Exercise instructions:
Starting with the line that contains "Track-and-sign request: indicate each instance of the black" and going on through the end of the records, reproduce only those lines, requests included, with -79 added to every coordinate in the answers.

Exercise material:
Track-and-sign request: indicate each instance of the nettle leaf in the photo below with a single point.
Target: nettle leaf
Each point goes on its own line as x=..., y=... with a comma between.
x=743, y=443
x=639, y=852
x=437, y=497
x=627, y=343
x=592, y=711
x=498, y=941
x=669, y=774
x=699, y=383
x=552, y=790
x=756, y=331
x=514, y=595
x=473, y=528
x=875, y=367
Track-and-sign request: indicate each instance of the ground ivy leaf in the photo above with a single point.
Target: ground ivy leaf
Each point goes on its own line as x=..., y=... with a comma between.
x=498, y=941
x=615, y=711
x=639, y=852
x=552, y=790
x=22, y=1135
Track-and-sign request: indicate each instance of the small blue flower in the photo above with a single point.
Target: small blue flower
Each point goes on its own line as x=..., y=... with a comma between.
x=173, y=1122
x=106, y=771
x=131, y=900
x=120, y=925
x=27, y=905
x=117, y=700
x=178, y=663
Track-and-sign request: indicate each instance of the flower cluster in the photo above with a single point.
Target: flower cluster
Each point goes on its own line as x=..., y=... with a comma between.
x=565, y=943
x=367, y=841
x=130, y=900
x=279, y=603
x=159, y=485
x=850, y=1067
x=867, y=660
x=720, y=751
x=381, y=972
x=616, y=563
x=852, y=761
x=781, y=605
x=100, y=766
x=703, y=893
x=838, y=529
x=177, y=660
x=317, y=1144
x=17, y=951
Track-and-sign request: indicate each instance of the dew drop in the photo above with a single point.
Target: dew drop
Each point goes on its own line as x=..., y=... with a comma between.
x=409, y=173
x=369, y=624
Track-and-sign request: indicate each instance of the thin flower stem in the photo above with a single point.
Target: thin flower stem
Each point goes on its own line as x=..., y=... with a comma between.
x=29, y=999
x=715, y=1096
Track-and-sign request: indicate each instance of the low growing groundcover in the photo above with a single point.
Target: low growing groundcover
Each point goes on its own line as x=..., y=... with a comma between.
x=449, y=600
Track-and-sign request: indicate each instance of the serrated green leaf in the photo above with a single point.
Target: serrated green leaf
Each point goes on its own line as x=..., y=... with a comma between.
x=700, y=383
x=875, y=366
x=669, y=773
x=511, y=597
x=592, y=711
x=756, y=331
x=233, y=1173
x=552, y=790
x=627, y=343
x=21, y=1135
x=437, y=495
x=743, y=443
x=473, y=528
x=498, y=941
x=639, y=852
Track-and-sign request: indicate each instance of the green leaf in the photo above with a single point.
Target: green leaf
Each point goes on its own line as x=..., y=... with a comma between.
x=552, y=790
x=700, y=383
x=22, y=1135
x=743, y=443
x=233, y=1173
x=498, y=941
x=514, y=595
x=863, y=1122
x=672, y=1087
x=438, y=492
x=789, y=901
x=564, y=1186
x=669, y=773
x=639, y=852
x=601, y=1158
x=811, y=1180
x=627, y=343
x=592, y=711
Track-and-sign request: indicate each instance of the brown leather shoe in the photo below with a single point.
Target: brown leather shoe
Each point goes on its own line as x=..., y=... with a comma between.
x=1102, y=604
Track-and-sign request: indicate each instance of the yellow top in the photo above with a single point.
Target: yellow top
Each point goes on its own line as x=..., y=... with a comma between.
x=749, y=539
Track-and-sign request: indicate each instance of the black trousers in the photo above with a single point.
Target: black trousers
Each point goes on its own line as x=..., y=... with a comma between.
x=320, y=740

Written response:
Track-and-sign request: indicate each instance of the black trousers in the photo above with a single point.
Target: black trousers
Each point goes on its own line as x=..., y=... with a comma between.
x=241, y=661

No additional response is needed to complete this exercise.